▸ **ACTIVITY**:
Every line below should be copied exactly; drop the pictures.

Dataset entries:
%%

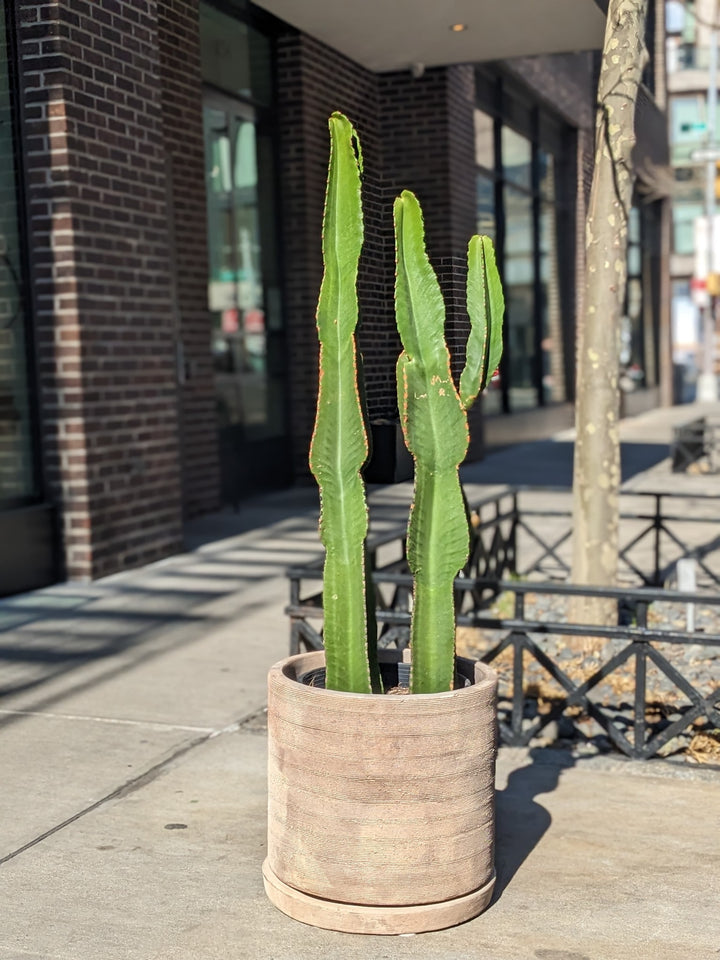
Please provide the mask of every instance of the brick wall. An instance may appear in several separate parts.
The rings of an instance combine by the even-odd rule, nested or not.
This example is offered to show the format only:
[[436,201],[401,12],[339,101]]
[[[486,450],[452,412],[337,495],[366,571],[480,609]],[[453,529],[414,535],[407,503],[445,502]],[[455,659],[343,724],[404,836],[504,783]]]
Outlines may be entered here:
[[155,2],[19,0],[47,479],[67,573],[180,543]]
[[504,66],[571,126],[588,128],[595,122],[595,59],[593,53],[558,53],[517,57]]
[[170,206],[173,314],[179,358],[180,443],[186,516],[219,505],[216,395],[207,305],[202,78],[197,0],[158,4],[162,128]]
[[[390,197],[403,187],[423,207],[430,260],[446,304],[453,373],[465,362],[467,244],[475,232],[475,80],[471,66],[380,77],[383,161]],[[470,459],[482,452],[479,404],[470,412]]]
[[297,477],[306,477],[317,393],[318,347],[314,318],[322,278],[321,226],[329,147],[327,120],[333,110],[341,110],[356,125],[364,156],[366,222],[363,279],[359,282],[358,339],[365,356],[371,417],[392,413],[385,409],[390,384],[382,356],[388,340],[397,334],[392,309],[387,303],[387,228],[382,223],[387,212],[382,209],[376,77],[302,34],[279,38],[277,58],[280,209],[292,397],[290,435],[293,471]]
[[[463,360],[466,252],[475,225],[474,83],[470,67],[428,70],[417,79],[409,71],[376,76],[298,34],[280,39],[278,65],[291,435],[294,469],[303,476],[317,389],[313,318],[322,274],[327,118],[333,110],[347,113],[363,145],[365,245],[358,342],[370,419],[393,419],[400,342],[393,305],[392,202],[403,188],[414,190],[423,206],[428,251],[448,307],[454,367]],[[477,411],[474,420],[477,426]],[[477,443],[473,452],[479,452]]]

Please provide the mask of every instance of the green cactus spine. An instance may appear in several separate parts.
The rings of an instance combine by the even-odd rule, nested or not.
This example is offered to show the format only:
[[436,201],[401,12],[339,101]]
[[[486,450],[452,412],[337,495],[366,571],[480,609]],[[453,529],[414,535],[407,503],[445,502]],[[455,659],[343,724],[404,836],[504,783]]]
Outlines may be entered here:
[[491,241],[468,249],[471,335],[455,387],[445,342],[445,305],[425,252],[420,204],[409,191],[395,201],[395,309],[403,351],[397,364],[398,406],[415,461],[415,496],[408,526],[408,563],[415,589],[411,626],[412,693],[453,685],[453,581],[467,562],[469,529],[458,468],[468,447],[467,409],[502,351],[502,290]]
[[363,243],[357,134],[342,114],[329,120],[330,163],[323,215],[324,273],[317,307],[320,382],[310,468],[320,488],[326,685],[379,688],[374,602],[367,576],[368,511],[360,474],[368,455],[358,387],[357,271]]

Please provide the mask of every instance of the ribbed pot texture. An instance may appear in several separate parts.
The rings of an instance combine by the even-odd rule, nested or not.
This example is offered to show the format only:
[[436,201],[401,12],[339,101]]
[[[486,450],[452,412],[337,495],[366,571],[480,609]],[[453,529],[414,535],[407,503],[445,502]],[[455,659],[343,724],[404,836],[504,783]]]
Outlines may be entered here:
[[298,682],[309,653],[268,678],[265,886],[296,919],[405,933],[476,916],[494,883],[497,678],[438,694],[339,693]]

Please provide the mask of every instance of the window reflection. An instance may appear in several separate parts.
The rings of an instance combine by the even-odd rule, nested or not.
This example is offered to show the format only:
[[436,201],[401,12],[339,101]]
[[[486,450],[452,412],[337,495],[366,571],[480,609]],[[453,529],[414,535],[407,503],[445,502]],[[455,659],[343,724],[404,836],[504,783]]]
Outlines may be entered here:
[[511,410],[537,406],[532,198],[505,187],[505,304]]
[[477,226],[479,234],[496,237],[495,181],[482,174],[477,178]]
[[[526,119],[542,136],[544,128]],[[556,156],[506,124],[500,128],[499,155],[494,150],[491,155],[496,126],[476,110],[477,229],[502,244],[505,290],[506,350],[501,378],[483,397],[486,413],[567,399]]]
[[269,401],[257,129],[243,104],[205,106],[208,302],[220,425],[278,428]]
[[502,128],[503,177],[519,187],[532,184],[532,144],[510,127]]
[[475,110],[475,163],[495,169],[495,121],[482,110]]
[[[0,50],[7,49],[0,11]],[[28,382],[15,144],[7,59],[0,63],[0,503],[38,495]]]
[[566,391],[557,256],[557,211],[554,204],[544,203],[540,208],[539,241],[543,399],[547,403],[561,403],[566,399]]

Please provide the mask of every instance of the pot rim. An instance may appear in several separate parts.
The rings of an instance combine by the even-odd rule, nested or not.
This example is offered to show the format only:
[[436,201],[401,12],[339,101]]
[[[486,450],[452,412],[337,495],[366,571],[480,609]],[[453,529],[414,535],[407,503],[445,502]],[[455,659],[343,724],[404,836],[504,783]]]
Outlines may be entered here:
[[[389,662],[400,662],[403,659],[401,651],[379,650],[379,655],[385,654]],[[284,657],[274,663],[268,672],[268,681],[280,684],[297,684],[303,690],[312,691],[330,699],[347,700],[363,698],[367,700],[382,699],[383,703],[394,700],[398,703],[408,701],[431,702],[432,700],[448,700],[458,696],[468,695],[474,691],[477,696],[484,691],[492,691],[497,687],[497,674],[488,664],[480,660],[471,660],[468,657],[455,657],[456,663],[462,663],[468,668],[469,675],[474,677],[474,681],[466,687],[456,687],[453,690],[443,690],[439,693],[408,693],[401,697],[386,697],[379,693],[353,693],[346,690],[327,690],[325,687],[313,687],[309,684],[301,683],[300,676],[308,673],[310,670],[317,670],[325,664],[325,651],[312,650],[307,653],[296,653],[291,657]]]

%%

▸ **REPLY TO THE EXERCISE**:
Please provide the mask of every instance of the brick wall. An instance may appear in several separate parts.
The rings of an instance combine by the even-odd rule, nested or not.
This example is offered to show the format only:
[[436,201],[401,12],[339,101]]
[[[486,450],[452,412],[337,495],[366,571],[480,609]],[[453,529],[414,535],[407,503],[445,502]],[[455,659],[343,724],[404,836],[504,783]]]
Outlines may be entered here:
[[155,2],[19,0],[47,479],[67,573],[180,543]]
[[504,66],[571,126],[588,128],[595,122],[595,59],[593,53],[558,53],[517,57]]
[[170,206],[173,314],[179,358],[180,443],[186,516],[219,505],[216,395],[207,305],[202,78],[197,0],[158,4],[162,128]]
[[[390,197],[403,187],[423,207],[430,260],[446,304],[453,373],[465,362],[467,244],[475,232],[475,80],[471,66],[380,77],[383,161]],[[470,459],[482,452],[479,404],[470,412]]]
[[297,477],[306,477],[317,393],[318,347],[314,318],[322,278],[321,226],[329,147],[327,120],[333,110],[341,110],[356,125],[364,156],[366,222],[363,279],[359,282],[358,339],[365,356],[371,417],[392,413],[385,409],[390,384],[382,356],[388,340],[397,334],[392,309],[387,303],[387,228],[382,223],[387,212],[382,209],[376,77],[302,34],[279,38],[277,58],[280,209],[292,397],[290,435],[293,471]]
[[[463,360],[466,252],[475,225],[474,83],[470,67],[428,70],[417,79],[409,71],[376,76],[298,34],[280,39],[278,65],[291,435],[294,469],[303,476],[317,389],[313,318],[322,274],[327,118],[333,110],[347,113],[363,145],[365,245],[358,342],[370,419],[393,419],[400,342],[393,305],[392,202],[403,188],[414,190],[423,206],[428,251],[448,307],[454,367]],[[477,411],[474,420],[477,426]],[[477,443],[473,452],[479,452]]]

Please provide the mask of every instance of the green cactus spine. An instance may appear in several separate parts.
The rings of an instance combine by the even-odd rule, nested or not.
This example is offered to show the format only:
[[436,201],[401,12],[339,101]]
[[[486,450],[452,412],[337,495],[366,571],[480,609]],[[453,529],[414,535],[407,503],[445,502]],[[455,659],[343,724],[404,836],[504,783]]]
Outlines may be entered here:
[[491,241],[468,249],[471,335],[455,387],[445,342],[445,305],[425,252],[420,204],[409,191],[395,201],[395,309],[403,351],[397,364],[398,406],[415,461],[415,496],[408,526],[408,563],[415,589],[411,626],[412,693],[453,685],[453,581],[467,562],[469,529],[458,468],[468,447],[467,409],[502,351],[502,290]]
[[363,243],[357,134],[342,114],[329,120],[330,163],[323,215],[324,273],[317,307],[320,382],[310,468],[320,488],[326,685],[379,688],[374,602],[367,576],[368,511],[360,474],[368,455],[358,387],[357,271]]

Please provide the mask of every instance of the ribbed pot texture. An instance may appear in several separate parts.
The rings of an instance combine by the even-odd rule, nested or not.
This example is offered to show the format only:
[[436,201],[401,12],[339,101]]
[[[486,450],[452,412],[337,495],[366,571],[480,609]],[[453,529],[414,535],[407,503],[445,502]],[[455,659],[343,724],[404,836],[504,783]]]
Outlines may be entered here:
[[298,682],[309,653],[268,678],[265,886],[296,919],[405,933],[476,916],[494,883],[497,678],[438,694],[339,693]]

Please provide the mask of every instance of the window reflection. An instance may appear in several separate parts.
The rings of an instance combine by the even-odd rule, nested or not.
This example is offered to show the format only:
[[436,201],[401,12],[339,101]]
[[[486,450],[452,412],[337,495],[366,571],[480,609]],[[453,529],[414,535],[407,503],[445,502]],[[455,659],[343,724],[404,836],[504,783]]]
Outlines may be entered here:
[[511,410],[537,406],[532,198],[505,187],[505,304]]
[[477,226],[479,234],[496,237],[495,181],[482,174],[477,178]]
[[[526,119],[542,136],[544,128]],[[556,156],[506,124],[500,128],[499,155],[494,150],[491,155],[496,126],[476,110],[477,229],[502,244],[505,290],[506,350],[501,378],[483,397],[486,413],[567,399]]]
[[269,401],[257,129],[243,104],[205,106],[208,302],[220,425],[278,428]]
[[502,128],[503,177],[519,187],[532,184],[532,144],[510,127]]
[[475,110],[475,163],[495,169],[495,121],[482,110]]
[[[0,50],[7,49],[0,11]],[[28,382],[15,144],[7,59],[0,63],[0,503],[38,495]]]
[[566,391],[557,256],[557,211],[554,204],[544,203],[540,208],[539,241],[543,399],[547,403],[561,403],[566,399]]

Please provide the mask of every instance of the pot rim. An instance may appear in several separate parts.
The rings of an instance combine by the even-odd rule, nested or not.
This example is offered to show the format only:
[[436,201],[401,12],[339,101]]
[[[486,450],[452,412],[337,495],[366,571],[480,609]],[[453,529],[414,535],[407,503],[445,502]],[[455,659],[343,724],[404,836],[504,783]]]
Outlines may be entered here:
[[[389,662],[400,662],[403,659],[401,651],[379,650],[379,655],[385,654]],[[284,657],[274,663],[268,672],[268,681],[280,684],[297,684],[303,690],[312,691],[330,699],[347,700],[363,698],[367,700],[382,699],[383,703],[394,700],[398,703],[408,701],[431,702],[432,700],[448,700],[458,696],[468,695],[474,691],[477,696],[484,691],[492,691],[497,687],[497,674],[488,664],[480,660],[471,660],[468,657],[455,657],[456,663],[462,663],[468,668],[469,675],[474,677],[474,681],[466,687],[456,687],[453,690],[443,690],[439,693],[408,693],[401,697],[386,697],[379,693],[353,693],[346,690],[327,690],[325,687],[313,687],[309,684],[301,683],[300,676],[308,673],[310,670],[317,670],[325,664],[325,651],[312,650],[307,653],[296,653],[291,657]]]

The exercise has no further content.